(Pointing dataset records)
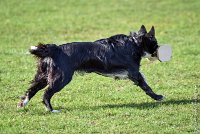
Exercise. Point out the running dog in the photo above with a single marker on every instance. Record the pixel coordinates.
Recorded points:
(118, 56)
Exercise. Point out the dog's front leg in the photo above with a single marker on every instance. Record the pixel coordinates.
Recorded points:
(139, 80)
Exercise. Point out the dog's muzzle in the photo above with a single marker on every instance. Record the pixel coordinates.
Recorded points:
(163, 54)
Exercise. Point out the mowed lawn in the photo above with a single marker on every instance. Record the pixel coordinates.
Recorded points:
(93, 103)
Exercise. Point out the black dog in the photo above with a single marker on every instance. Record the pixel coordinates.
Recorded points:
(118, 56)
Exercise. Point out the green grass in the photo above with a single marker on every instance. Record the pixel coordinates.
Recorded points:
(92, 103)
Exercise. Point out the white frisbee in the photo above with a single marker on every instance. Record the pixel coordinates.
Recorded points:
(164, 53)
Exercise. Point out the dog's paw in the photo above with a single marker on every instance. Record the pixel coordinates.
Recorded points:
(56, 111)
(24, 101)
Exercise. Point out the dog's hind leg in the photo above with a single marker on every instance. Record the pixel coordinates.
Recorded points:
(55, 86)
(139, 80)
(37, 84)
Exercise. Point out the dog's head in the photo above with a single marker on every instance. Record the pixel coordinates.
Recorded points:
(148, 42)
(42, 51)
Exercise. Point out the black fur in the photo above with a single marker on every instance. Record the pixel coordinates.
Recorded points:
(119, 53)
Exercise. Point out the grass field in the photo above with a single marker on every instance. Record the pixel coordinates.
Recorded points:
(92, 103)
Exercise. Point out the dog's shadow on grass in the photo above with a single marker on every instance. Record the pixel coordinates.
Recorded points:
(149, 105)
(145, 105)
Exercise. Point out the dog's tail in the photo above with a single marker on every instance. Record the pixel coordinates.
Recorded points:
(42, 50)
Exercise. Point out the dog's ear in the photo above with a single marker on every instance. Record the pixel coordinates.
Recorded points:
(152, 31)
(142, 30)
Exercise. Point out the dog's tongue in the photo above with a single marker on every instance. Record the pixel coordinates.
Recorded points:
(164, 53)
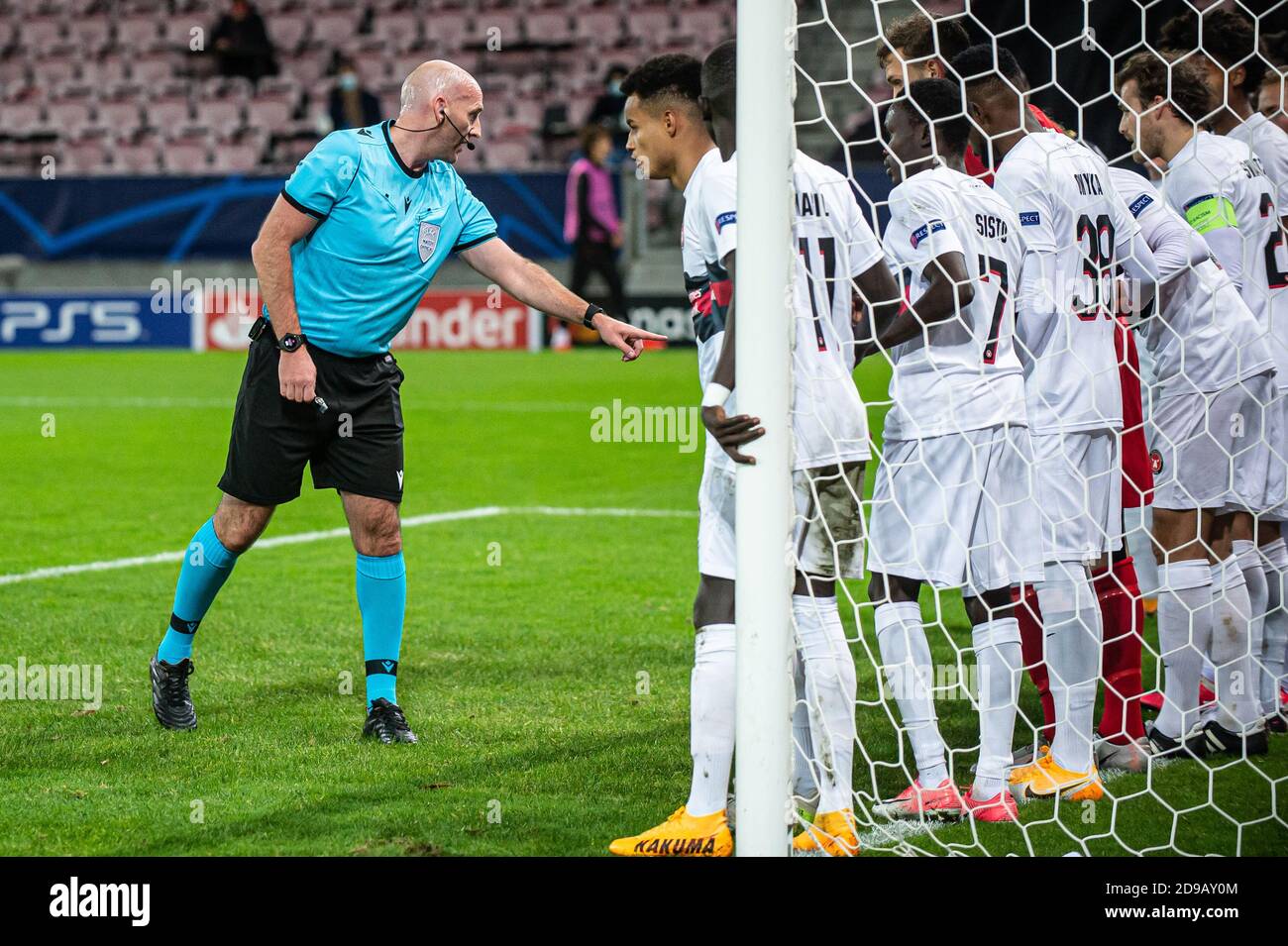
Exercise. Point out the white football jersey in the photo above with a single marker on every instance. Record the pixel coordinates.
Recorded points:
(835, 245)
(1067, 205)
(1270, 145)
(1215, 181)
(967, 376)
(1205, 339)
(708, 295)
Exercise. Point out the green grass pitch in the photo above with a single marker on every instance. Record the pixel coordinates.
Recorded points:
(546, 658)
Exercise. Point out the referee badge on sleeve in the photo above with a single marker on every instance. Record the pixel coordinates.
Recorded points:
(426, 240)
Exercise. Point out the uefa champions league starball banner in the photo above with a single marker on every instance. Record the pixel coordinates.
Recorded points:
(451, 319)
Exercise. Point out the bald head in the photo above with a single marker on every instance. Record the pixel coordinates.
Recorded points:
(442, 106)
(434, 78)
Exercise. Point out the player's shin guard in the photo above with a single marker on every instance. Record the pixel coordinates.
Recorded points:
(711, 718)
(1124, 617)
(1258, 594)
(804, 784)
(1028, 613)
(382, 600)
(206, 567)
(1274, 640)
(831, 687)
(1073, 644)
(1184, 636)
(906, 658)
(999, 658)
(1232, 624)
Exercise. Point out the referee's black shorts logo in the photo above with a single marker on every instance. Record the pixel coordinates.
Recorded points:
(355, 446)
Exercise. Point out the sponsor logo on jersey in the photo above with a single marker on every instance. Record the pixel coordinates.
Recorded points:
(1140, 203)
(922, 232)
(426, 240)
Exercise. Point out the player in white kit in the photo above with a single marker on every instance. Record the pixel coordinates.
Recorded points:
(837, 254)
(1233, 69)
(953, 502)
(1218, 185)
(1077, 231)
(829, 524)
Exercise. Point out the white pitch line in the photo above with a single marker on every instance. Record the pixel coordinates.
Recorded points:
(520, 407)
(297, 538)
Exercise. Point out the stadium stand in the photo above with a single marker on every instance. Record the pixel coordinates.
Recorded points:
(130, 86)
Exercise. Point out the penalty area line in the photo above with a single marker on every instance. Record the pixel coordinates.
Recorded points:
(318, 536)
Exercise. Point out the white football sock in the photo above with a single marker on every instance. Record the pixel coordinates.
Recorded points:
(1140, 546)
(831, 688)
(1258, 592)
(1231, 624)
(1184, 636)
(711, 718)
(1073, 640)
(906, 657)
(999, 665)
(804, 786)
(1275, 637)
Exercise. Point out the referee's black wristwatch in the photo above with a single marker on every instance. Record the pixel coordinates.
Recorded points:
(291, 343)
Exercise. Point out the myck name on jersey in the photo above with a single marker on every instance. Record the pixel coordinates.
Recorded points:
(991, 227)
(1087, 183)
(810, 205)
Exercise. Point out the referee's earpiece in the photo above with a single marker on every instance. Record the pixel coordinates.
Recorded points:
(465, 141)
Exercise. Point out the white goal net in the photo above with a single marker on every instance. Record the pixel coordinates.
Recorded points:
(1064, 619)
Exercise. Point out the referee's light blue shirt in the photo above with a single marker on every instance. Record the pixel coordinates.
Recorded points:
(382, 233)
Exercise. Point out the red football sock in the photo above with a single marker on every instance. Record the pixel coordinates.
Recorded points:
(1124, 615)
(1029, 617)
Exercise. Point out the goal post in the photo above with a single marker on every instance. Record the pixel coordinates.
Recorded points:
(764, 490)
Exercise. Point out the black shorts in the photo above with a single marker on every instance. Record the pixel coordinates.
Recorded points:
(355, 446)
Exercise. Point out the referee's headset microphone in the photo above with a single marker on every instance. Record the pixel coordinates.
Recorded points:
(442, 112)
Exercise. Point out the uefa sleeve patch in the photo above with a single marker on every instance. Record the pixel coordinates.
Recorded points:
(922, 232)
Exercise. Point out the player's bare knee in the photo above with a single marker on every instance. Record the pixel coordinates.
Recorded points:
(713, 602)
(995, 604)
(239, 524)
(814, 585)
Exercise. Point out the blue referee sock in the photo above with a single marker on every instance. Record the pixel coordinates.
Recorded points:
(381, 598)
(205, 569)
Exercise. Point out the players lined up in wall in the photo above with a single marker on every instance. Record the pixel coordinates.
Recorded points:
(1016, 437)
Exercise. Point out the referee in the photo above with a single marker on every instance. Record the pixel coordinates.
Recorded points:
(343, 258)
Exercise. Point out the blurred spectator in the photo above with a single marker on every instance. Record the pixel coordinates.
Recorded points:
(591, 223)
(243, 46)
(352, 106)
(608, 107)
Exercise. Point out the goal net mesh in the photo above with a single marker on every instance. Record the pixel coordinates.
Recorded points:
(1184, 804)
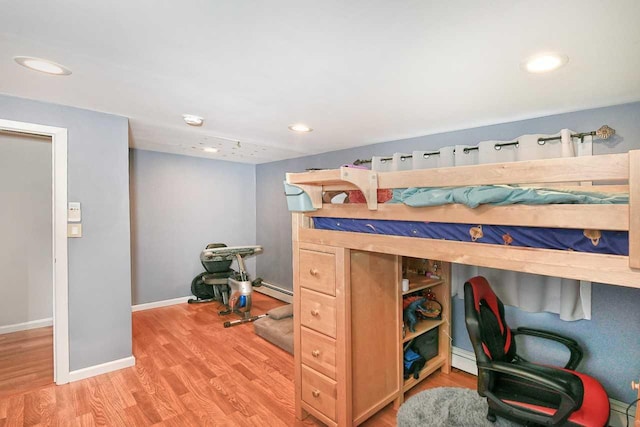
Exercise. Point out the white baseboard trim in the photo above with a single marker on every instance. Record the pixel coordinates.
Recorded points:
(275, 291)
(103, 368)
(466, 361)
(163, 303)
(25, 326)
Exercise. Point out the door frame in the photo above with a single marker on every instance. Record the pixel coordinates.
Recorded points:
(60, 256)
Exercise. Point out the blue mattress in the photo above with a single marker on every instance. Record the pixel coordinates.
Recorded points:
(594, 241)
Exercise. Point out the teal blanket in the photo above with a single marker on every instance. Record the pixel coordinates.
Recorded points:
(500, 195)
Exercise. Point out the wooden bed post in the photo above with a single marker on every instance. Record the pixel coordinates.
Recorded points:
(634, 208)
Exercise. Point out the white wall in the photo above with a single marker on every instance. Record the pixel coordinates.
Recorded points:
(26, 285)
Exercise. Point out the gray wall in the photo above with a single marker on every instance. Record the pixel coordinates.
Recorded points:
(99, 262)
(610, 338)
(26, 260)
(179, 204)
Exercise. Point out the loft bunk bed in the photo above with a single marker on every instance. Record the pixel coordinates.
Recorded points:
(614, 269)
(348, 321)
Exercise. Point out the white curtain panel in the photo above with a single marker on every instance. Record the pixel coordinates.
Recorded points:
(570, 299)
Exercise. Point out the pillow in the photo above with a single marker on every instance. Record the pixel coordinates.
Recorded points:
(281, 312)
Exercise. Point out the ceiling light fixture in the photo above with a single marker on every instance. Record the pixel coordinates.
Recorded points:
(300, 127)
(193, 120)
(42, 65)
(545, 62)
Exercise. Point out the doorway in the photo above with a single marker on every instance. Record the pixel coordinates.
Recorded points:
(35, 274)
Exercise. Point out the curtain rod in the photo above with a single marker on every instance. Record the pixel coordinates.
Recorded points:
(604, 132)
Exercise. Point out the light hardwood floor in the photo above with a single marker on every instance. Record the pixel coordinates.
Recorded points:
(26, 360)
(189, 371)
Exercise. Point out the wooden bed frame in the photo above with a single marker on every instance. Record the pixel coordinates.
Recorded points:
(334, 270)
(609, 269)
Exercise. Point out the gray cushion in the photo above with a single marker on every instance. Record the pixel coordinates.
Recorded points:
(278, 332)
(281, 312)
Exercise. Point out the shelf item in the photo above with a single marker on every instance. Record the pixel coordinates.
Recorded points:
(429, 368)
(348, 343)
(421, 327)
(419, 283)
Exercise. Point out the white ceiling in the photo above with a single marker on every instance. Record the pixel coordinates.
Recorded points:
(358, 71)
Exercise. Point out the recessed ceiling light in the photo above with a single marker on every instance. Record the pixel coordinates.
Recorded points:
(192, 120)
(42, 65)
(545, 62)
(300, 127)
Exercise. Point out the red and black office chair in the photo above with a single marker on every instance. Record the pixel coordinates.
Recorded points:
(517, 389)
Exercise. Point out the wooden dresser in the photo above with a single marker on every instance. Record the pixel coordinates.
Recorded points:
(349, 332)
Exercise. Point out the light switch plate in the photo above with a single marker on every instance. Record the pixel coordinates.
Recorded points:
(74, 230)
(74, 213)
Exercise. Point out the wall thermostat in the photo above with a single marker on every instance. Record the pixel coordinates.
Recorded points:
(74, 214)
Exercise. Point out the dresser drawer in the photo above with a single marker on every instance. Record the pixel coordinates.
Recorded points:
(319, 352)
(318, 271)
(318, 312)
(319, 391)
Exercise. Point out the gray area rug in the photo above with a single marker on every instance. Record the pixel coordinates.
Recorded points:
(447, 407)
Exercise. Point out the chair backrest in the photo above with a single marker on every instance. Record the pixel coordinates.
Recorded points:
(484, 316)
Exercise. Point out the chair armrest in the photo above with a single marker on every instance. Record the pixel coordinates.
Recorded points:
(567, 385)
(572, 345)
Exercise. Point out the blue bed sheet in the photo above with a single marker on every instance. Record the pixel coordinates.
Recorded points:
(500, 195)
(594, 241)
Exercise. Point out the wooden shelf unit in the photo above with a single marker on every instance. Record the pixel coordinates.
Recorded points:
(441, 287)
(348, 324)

▸ **Work to do**:
Starting with the line that contains "Exercise. Point out the gray area", write out each line through the end of the listing, exactly as it appears, and include nothing else.

▸ **Worked answer**:
Exercise. Point out the gray area rug in the photo above with a single marker on every instance. Record the pixel coordinates.
Recorded points:
(447, 407)
Exercise. Point out the chair backrest in the photo above with a single marker on every instance. Record the pixel coordinates.
Recorded points:
(484, 316)
Exercise. Point out the chair armrest in the photo above with a single marker on every instance. Record the pixel coordinates.
Recorded points:
(567, 385)
(572, 345)
Exercise. Point out the blue bed sheet in the photo above with a single marker on every instance. Record the pixel coordinates.
Recorded points:
(500, 195)
(594, 241)
Exercise. Point out the wooden shelf unit in the photo above with a single marker on every instance. Record the pixel coordinates.
Recorded points:
(441, 287)
(348, 324)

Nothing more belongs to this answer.